ACTIVITY: Lines holding the string "water" are the ones to copy from this listing.

┌────────

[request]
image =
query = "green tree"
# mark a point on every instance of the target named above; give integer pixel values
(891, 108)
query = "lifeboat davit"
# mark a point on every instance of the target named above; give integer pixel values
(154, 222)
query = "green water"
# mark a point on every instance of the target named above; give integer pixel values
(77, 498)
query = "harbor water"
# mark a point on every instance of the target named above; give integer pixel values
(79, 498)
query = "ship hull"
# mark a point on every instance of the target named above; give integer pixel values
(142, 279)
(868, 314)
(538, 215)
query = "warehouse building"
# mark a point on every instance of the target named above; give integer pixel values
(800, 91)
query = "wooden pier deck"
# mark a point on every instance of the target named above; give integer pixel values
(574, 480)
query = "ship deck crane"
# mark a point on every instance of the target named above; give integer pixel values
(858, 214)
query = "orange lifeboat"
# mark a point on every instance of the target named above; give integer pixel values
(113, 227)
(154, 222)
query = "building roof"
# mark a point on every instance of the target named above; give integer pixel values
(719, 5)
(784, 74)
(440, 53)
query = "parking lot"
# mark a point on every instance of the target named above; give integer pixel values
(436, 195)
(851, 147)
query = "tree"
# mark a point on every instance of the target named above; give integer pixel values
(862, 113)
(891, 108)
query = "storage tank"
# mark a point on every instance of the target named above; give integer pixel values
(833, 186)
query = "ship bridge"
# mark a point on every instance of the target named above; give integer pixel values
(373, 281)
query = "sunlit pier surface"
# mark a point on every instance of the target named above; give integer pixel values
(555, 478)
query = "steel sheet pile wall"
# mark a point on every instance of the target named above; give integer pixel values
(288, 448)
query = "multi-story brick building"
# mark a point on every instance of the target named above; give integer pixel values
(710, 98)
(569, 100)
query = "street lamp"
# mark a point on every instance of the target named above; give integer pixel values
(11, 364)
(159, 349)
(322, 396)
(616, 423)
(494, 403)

└────────

RESULT:
query = "green water"
query = "harbor water"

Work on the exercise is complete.